==== 文章內容 ====

天下合久必分，分久必合．今天的題目是要把比Ｘ小的節點都放到 Linked List的前半部，其他的放到 Linked List的後半度．我們可以另外使用兩個 Linked List來分別紀錄前半部跟後半部，最後再把兩個Linked List合起來就是答案．

問題

https://leetcode.com/problems/partition-list/

Given the head of a linked list and a value x, partition it such that all nodes less than x come before nodes greater than or equal to x.

You should preserve the original relative order of the nodes in each of the two partitions.

Example 1:
Input: head = [1,4,3,2,5,2], x = 3
Output: [1,2,2,4,3,5]

Example 2:
Input: head = [2,1], x = 2
Output: [1,2]

Constraints:

• The number of nodes in the list is in the range [0, 200].
• -100 <= Node.val <= 100
• -200 <= x <= 200

我的答案

list1: 紀錄前半部比Ｘ小的節點
list2: 紀錄後半部等於或比Ｘ大的節點

Python

# Definition for singly-linked list.
# class ListNode:
#     def __init__(self, val=0, next=None):
#         self.val = val
#         self.next = next
class Solution:
    def partition(self, head: Optional[ListNode], x: int) -> Optional[ListNode]:
        head1 = list1 = ListNode(0, None)
        head2 = list2 = ListNode(0, None)
        while head != None :
            if head.val < x:
                list1.next = head
                list1 = list1.next
            else:
                list2.next = head
                list2 = list2.next
            head = head.next
        list2.next = None
        list1.next = head2.next
        return head1.next

Go

/**
 * Definition for singly-linked list.
 * type ListNode struct {
 *     Val int
 *     Next *ListNode
 * }
 */
func partition(head *ListNode, x int) *ListNode {
    list1 := &ListNode{0, nil}
    head1 := list1
    list2 := &ListNode{0, nil}
    head2 := list2
    for head != nil {
        if head.Val < x {
            list1.Next = head
            list1 = list1.Next
        } else {
            list2.Next = head
            list2 = list2.Next
        }
        head = head.Next
    }
    list2.Next = nil
    list1.Next = head2.Next
    return head1.Next
}

==== 提供資料 ====

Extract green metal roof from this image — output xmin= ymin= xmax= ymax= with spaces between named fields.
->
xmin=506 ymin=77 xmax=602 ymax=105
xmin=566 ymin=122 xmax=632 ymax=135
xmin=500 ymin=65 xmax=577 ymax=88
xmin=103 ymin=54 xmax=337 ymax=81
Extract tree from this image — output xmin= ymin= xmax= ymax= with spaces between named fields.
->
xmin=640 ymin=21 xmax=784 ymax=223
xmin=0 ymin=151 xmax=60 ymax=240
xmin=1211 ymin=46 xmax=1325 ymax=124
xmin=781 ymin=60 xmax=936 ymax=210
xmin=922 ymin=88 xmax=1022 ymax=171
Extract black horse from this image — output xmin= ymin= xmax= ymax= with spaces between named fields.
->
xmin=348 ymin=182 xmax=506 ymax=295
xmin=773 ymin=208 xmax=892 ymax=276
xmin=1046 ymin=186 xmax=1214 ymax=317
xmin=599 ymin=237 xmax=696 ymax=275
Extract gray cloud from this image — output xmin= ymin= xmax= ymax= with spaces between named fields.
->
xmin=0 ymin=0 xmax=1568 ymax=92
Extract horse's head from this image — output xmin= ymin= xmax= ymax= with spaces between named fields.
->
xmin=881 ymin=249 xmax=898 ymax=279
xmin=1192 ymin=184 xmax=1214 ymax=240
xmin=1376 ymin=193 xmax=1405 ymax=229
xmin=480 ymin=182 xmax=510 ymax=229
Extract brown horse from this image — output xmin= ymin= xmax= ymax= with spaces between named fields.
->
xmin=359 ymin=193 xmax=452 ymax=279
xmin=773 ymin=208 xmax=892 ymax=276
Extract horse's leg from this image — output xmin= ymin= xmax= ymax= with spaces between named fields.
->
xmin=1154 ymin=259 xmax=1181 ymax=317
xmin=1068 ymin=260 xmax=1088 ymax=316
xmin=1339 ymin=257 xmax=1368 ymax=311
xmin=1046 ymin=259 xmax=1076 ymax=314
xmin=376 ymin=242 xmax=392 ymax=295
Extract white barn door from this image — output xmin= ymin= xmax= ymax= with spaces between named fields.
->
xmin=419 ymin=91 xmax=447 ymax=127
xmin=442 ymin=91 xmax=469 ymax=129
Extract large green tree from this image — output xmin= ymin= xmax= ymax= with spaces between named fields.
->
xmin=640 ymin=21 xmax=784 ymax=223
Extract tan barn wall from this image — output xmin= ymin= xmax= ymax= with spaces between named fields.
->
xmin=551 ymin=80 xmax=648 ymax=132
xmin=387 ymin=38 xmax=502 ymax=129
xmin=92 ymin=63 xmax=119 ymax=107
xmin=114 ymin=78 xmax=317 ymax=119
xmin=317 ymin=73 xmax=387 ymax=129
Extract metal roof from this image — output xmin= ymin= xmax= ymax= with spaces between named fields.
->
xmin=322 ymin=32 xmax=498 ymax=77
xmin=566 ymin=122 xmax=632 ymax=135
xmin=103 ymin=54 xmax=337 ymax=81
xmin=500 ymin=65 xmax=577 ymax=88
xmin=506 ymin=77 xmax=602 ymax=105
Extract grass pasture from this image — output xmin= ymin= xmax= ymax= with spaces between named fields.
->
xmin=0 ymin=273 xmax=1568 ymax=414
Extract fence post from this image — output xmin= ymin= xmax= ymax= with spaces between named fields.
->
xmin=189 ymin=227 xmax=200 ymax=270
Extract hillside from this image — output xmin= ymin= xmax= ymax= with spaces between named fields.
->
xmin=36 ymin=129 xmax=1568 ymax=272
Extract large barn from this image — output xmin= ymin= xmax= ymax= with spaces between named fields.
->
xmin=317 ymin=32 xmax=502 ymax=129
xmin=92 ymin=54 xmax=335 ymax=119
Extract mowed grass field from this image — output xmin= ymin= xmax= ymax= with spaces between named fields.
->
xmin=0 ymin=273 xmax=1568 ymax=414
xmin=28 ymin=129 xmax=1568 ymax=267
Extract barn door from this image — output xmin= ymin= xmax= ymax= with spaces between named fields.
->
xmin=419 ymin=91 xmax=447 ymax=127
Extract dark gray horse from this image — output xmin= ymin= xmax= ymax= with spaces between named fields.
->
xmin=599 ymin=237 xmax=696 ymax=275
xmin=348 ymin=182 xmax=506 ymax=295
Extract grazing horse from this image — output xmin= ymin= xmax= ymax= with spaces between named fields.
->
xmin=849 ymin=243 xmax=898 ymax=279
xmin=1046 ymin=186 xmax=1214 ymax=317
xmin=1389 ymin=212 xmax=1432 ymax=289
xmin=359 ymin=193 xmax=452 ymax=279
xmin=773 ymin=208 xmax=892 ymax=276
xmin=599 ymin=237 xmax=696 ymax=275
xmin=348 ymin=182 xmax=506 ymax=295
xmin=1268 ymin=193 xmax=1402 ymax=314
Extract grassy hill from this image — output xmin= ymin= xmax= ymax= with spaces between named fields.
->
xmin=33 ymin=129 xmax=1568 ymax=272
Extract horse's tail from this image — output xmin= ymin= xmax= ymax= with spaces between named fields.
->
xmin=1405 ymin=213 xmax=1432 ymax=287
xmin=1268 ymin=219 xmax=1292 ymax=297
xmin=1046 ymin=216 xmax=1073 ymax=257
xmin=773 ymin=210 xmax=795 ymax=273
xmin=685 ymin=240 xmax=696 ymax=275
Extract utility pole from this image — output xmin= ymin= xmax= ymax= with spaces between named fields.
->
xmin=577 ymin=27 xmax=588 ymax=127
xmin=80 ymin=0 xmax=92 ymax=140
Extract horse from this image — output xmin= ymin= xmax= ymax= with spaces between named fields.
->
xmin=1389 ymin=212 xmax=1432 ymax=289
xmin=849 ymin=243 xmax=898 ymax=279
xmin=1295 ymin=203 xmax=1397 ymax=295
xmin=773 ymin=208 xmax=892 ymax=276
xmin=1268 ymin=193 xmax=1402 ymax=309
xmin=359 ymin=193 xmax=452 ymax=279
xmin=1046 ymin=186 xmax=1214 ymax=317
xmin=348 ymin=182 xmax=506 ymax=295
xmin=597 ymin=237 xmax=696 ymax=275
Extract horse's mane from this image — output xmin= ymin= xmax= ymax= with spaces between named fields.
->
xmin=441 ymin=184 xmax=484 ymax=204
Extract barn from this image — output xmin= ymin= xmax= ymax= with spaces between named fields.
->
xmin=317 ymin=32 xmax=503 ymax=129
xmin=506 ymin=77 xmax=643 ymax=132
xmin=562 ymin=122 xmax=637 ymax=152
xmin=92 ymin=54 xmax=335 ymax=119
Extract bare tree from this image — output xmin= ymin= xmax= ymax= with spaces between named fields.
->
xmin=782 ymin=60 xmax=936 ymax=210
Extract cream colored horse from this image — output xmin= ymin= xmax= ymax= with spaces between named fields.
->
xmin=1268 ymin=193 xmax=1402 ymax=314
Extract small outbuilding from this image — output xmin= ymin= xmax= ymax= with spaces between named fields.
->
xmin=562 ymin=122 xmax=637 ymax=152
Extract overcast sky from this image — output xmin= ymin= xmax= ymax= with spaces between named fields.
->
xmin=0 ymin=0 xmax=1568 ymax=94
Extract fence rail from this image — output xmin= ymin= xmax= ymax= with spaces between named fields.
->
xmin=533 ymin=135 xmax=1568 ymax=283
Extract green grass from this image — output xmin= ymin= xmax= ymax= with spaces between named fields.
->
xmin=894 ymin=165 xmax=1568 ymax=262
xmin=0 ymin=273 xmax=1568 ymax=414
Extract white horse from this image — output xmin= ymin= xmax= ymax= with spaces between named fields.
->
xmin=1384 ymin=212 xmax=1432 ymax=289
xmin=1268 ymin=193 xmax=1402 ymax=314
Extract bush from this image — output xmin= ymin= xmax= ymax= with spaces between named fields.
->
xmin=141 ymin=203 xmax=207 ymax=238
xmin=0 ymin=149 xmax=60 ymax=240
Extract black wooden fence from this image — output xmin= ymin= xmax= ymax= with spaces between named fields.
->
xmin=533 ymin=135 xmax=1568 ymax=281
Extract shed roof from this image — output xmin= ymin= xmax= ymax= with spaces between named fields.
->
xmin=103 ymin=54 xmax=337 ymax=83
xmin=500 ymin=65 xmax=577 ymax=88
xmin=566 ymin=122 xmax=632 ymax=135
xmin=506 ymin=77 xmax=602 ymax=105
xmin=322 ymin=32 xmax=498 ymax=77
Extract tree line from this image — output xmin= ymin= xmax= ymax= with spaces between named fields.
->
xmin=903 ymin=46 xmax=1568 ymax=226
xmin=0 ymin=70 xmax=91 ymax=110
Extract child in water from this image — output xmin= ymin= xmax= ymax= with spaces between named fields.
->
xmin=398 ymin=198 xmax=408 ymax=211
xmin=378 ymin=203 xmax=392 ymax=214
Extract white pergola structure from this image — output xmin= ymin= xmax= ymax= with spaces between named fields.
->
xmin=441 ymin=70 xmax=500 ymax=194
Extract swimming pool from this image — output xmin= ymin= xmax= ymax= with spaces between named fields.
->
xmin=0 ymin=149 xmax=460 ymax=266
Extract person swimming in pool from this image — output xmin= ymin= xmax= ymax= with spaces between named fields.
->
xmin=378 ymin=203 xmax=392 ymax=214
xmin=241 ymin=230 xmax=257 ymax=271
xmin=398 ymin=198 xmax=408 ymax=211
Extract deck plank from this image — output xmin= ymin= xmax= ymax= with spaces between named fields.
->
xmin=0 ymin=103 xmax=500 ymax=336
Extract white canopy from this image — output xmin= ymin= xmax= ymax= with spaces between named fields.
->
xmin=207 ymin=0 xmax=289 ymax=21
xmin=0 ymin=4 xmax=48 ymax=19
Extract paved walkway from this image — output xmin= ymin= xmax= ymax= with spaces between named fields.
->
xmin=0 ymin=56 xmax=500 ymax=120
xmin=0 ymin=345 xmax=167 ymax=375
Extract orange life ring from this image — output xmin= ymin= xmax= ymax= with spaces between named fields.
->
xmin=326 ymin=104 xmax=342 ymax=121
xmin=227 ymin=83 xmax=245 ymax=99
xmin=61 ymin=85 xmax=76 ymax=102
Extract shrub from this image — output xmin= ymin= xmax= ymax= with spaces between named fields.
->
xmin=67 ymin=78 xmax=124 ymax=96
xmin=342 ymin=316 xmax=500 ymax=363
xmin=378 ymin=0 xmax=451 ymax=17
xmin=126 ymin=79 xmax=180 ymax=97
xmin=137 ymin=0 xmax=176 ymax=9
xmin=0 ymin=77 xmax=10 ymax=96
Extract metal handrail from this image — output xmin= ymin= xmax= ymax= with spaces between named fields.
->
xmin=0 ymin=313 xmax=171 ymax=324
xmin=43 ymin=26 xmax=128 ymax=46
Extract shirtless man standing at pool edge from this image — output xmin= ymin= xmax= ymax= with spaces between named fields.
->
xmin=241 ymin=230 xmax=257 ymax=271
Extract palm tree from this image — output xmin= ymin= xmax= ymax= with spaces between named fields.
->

====

# 作答任務:
**A)** 根據這篇解題文，判斷下列說法是否與內容相符，逐項回答是或否，並原文引用作為依據的字句：(i) 題目要求在兩個分區內保留節點原本的相對順序；(ii) 串列的節點數最多為 100；(iii) list2 用來紀錄比 X 小的節點。
**B)** 這篇解題文用哪兩種程式語言寫出解法？

# 參考答案:
**A)**
(i) 是："You should preserve the original relative order of the nodes in each of the two partitions."
(ii) 否："The number of nodes in the list is in the range [0, 200]."
(iii) 否："list2: 紀錄後半部等於或比Ｘ大的節點"

**B)** Python 和 Go。